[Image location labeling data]
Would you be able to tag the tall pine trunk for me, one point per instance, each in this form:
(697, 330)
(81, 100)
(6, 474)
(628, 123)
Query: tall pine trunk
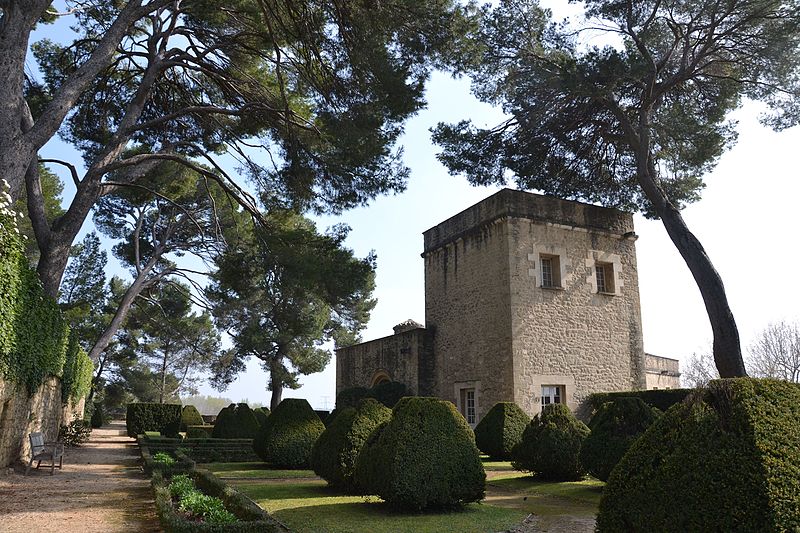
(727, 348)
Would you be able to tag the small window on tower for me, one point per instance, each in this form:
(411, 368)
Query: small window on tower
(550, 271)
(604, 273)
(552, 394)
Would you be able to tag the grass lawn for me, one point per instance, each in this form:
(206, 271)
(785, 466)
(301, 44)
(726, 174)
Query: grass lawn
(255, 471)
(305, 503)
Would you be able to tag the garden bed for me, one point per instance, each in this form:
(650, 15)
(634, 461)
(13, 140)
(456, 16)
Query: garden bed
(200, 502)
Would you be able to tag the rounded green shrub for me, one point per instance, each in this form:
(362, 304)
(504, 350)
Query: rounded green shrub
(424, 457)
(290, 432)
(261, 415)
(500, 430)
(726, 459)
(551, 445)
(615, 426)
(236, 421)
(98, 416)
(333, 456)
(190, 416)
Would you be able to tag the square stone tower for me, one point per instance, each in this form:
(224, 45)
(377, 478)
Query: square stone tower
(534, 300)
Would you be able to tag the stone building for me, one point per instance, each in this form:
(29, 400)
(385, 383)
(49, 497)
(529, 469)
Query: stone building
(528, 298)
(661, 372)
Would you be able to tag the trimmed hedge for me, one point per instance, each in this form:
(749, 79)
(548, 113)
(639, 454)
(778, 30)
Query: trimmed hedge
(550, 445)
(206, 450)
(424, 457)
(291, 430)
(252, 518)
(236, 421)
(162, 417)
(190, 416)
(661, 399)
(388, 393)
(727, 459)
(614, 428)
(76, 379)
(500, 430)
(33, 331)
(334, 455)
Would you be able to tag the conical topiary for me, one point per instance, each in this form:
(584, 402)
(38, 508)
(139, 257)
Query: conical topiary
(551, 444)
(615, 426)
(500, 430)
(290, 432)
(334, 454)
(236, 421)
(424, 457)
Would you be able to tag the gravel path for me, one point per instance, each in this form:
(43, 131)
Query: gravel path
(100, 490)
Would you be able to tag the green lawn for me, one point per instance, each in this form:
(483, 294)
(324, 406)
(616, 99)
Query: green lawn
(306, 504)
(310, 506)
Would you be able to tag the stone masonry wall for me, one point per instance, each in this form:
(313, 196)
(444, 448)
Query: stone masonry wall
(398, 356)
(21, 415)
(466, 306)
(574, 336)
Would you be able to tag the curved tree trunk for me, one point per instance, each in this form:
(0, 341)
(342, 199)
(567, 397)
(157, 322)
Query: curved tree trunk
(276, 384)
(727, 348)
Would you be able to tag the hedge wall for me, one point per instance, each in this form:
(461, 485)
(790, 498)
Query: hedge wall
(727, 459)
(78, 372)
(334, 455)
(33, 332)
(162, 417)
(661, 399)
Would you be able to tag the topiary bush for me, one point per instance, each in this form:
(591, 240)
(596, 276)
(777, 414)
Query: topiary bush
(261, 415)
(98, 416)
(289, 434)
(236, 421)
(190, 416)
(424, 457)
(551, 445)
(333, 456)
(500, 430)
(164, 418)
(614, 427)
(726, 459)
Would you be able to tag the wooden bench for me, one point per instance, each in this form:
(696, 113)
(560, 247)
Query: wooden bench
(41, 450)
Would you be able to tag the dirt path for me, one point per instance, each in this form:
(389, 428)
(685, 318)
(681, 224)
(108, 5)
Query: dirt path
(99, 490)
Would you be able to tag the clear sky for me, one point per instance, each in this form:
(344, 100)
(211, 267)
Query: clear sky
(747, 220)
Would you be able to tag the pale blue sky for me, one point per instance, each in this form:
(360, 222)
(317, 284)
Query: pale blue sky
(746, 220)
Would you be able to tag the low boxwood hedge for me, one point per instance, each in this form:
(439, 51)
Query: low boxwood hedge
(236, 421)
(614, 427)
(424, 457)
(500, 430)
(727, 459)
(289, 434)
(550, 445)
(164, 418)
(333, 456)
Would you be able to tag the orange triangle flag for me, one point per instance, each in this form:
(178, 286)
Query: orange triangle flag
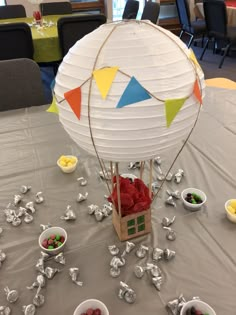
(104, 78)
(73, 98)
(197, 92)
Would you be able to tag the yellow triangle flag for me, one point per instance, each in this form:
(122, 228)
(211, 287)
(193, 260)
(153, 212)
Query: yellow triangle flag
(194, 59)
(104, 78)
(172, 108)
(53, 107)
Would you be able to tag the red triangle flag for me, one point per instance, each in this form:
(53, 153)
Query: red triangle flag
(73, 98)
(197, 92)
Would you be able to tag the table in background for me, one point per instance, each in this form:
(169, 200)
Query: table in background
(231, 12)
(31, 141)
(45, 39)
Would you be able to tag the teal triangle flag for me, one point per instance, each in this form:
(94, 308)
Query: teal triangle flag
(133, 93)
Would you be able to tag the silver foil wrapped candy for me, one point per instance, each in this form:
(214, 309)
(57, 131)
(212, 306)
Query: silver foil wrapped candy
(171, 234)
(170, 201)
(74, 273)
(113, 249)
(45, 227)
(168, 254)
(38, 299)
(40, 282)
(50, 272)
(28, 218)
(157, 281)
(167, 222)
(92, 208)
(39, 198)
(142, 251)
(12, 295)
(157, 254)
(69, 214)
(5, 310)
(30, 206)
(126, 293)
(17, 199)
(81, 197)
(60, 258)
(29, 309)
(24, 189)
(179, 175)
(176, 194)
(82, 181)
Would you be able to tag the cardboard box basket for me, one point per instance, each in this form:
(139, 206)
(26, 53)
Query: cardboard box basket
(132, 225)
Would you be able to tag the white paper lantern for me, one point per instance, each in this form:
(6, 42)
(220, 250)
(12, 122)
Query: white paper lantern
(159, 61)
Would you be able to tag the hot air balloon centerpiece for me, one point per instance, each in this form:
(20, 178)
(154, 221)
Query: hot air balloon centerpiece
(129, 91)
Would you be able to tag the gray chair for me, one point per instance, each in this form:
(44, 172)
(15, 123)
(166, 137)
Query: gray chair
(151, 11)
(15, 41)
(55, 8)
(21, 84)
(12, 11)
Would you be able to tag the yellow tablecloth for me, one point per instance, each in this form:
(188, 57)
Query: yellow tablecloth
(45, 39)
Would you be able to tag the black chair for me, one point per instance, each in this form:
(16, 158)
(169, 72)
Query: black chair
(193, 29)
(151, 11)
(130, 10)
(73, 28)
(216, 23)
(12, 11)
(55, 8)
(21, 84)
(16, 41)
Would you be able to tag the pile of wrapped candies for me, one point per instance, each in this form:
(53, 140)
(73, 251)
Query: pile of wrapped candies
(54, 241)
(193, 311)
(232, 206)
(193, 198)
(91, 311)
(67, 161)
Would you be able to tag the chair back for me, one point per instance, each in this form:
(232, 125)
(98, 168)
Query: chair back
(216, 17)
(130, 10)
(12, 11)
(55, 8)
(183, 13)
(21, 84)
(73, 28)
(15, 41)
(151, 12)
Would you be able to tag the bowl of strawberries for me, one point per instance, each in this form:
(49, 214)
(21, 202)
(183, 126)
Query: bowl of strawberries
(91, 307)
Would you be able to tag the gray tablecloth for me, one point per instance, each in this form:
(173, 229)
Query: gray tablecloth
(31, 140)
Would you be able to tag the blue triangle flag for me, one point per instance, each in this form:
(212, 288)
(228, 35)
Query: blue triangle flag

GOAL:
Please output every line of the data above unchanged, leaving out the pictures.

THE OUTPUT:
Would you be able to tag the tall pine trunk for me, one point per instance, each in this form:
(697, 330)
(81, 100)
(6, 474)
(628, 123)
Query: tall pine trunk
(727, 348)
Would you be able to tag the small window on tower for me, one point per instance, each in this form:
(411, 368)
Query: small window on tower
(550, 271)
(604, 273)
(552, 394)
Would you be able to tag the grass lawn for me, one point per instance, each in this form:
(206, 271)
(785, 466)
(301, 44)
(726, 174)
Query: grass lawn
(255, 471)
(305, 503)
Would you be able to tag the garden bed for me, one point per instance, each in this form:
(650, 15)
(634, 461)
(13, 140)
(456, 16)
Query: garden bed
(200, 502)
Would you be able to tag the rounded green shrub for me, one point per instance, each in this form:
(362, 304)
(504, 350)
Query: rounded green shrub
(424, 457)
(290, 432)
(261, 415)
(500, 430)
(726, 459)
(551, 445)
(615, 426)
(236, 421)
(98, 416)
(333, 456)
(190, 416)
Would you be able to tag the square stone tower for me, one point per instance, each in this form:
(224, 45)
(377, 478)
Query: square stone tower
(534, 300)
Would you be able to tag the stone building for me, one point per instance, each in this form:
(29, 400)
(385, 383)
(49, 497)
(529, 469)
Query: stone building
(528, 298)
(661, 372)
Would you be able to tag the trimmed hedge for me, one point per instance, each in this form:
(749, 79)
(548, 113)
(639, 454)
(778, 30)
Query: trimmed hedge
(550, 445)
(206, 450)
(424, 457)
(291, 430)
(252, 518)
(236, 421)
(162, 417)
(190, 416)
(661, 399)
(388, 393)
(727, 459)
(614, 428)
(76, 379)
(500, 430)
(33, 331)
(334, 455)
Would you be able to tag the conical topiary for me, one point per instance, each in this form:
(584, 402)
(38, 508)
(139, 257)
Query: conical topiary
(551, 444)
(615, 426)
(500, 430)
(290, 432)
(334, 454)
(236, 421)
(424, 457)
Would you be able to tag the gravel path for me, one point per instance, each in this form:
(43, 131)
Query: gravel path
(100, 490)
Would you be able to tag the green lawn for me, one point per instance, each in this form:
(483, 294)
(324, 406)
(616, 99)
Query: green lawn
(306, 504)
(310, 506)
Would you be able to tag the stone masonry wall for me, one point per instance, each in this form:
(313, 196)
(444, 448)
Query: stone masonry wall
(398, 356)
(21, 415)
(466, 306)
(574, 336)
Would you be able to tag the curved tree trunk for me, one point per instance, each in this form:
(0, 341)
(342, 199)
(567, 397)
(157, 322)
Query: curved tree trunk
(276, 384)
(727, 348)
Would you be able to tag the hedge wall for me, one point per instance, each in this form:
(461, 485)
(790, 498)
Query: hedge wall
(727, 459)
(78, 372)
(334, 455)
(33, 332)
(162, 417)
(661, 399)
Would you be able to tag the topiary bush for me, one point per instance, each in this form:
(591, 240)
(596, 276)
(777, 414)
Query: topiary bush
(261, 415)
(98, 416)
(289, 434)
(236, 421)
(190, 416)
(424, 457)
(551, 445)
(333, 456)
(500, 430)
(164, 418)
(614, 427)
(726, 459)
Would you be able to tag the wooden bench for me, one point per instance, each in this form:
(696, 113)
(560, 247)
Query: wooden bench
(41, 450)
Would you be able to tag the dirt path for me, one point per instance, each in this form:
(389, 428)
(685, 318)
(681, 224)
(108, 5)
Query: dirt path
(99, 490)
Would you be able to tag the clear sky for me, one point per instance, each in this form:
(344, 100)
(211, 267)
Query: clear sky
(747, 220)
Would you be able to tag the pale blue sky for me, one point per instance, each in this form:
(360, 222)
(317, 284)
Query: pale blue sky
(746, 220)
Would you be able to tag the low boxwood hedge for me, one point per instance, each in this form:
(439, 51)
Query: low boxwood hedge
(236, 421)
(614, 427)
(424, 457)
(500, 430)
(727, 459)
(289, 434)
(550, 445)
(164, 418)
(333, 456)
Would you be able to tag the orange triangle flag for me, one point per instance, each in this form:
(178, 286)
Query: orange triangle flag
(104, 78)
(73, 98)
(197, 92)
Would you be able to tag the yellow triangle flag for me, one point per instance, each in this form:
(122, 228)
(211, 287)
(193, 260)
(153, 212)
Query: yellow triangle flag
(194, 59)
(104, 78)
(172, 108)
(53, 107)
Would you be able to tag the red triangle flag for me, one point per instance, each in this form:
(53, 153)
Query: red triangle flag
(73, 98)
(197, 92)
Would you be able to tag the table in background for me, one point per instance, each in this form:
(169, 200)
Query: table in background
(231, 12)
(31, 141)
(45, 39)
Would you be able to tag the teal triangle flag for me, one point per instance, each in this form:
(94, 308)
Query: teal triangle flag
(133, 93)
Would you be able to tag the silver foil wrapped candy for me, one point per instance, each in this form:
(214, 309)
(57, 131)
(212, 306)
Query: silver foil wrapped candy
(171, 234)
(170, 201)
(74, 273)
(113, 249)
(45, 227)
(168, 254)
(38, 299)
(40, 282)
(50, 272)
(28, 218)
(157, 281)
(167, 222)
(92, 208)
(39, 198)
(142, 251)
(12, 295)
(157, 254)
(69, 214)
(5, 310)
(30, 206)
(126, 293)
(17, 199)
(81, 197)
(60, 258)
(29, 309)
(24, 189)
(179, 175)
(176, 194)
(82, 181)
Would you be able to tag the cardboard box basket for me, one point per instance, each in this form:
(139, 206)
(26, 53)
Query: cardboard box basket
(132, 225)
Would you be able to tag the white paper lantern for me, one point per instance, each in this form:
(6, 42)
(220, 250)
(12, 122)
Query: white paper lantern
(159, 61)
Would you be able to tag the hot air balloon centerpiece for me, one point per instance, each in this form:
(20, 178)
(154, 221)
Query: hot air balloon centerpiece
(129, 91)
Would you be able to tag the gray chair for me, one point per instance, each in this form:
(44, 172)
(15, 123)
(166, 137)
Query: gray chair
(151, 11)
(15, 41)
(55, 8)
(21, 84)
(12, 11)
Would you be able to tag the yellow tablecloth for me, one point per instance, each in this form:
(188, 57)
Query: yellow tablecloth
(45, 39)
Would you be able to tag the black chair for me, one point per instance, each in this form:
(16, 158)
(169, 72)
Query: black chair
(193, 29)
(151, 11)
(130, 10)
(73, 28)
(216, 23)
(12, 11)
(55, 8)
(21, 84)
(16, 41)
Would you be able to tag the pile of wrapped candies for me, one point per instance, each in this form:
(53, 140)
(73, 251)
Query: pile of wrapped candies
(54, 241)
(193, 311)
(232, 206)
(193, 198)
(91, 311)
(67, 161)
Would you be able to tag the chair back for me, one point per instance, each in this form:
(232, 125)
(98, 168)
Query: chair back
(216, 17)
(130, 10)
(12, 11)
(55, 8)
(183, 13)
(21, 84)
(73, 28)
(15, 41)
(151, 12)
Would you be able to tag the bowl of strawberries for me, one point per instance, each in this form:
(49, 214)
(21, 202)
(183, 126)
Query: bowl of strawberries
(91, 307)
Would you be able to tag the gray tablecloth for me, one point per instance, each in this form:
(173, 229)
Query: gray tablecloth
(31, 140)
Would you be able to tag the blue triangle flag for me, one point per instance, each in this form:
(212, 288)
(228, 35)
Query: blue triangle flag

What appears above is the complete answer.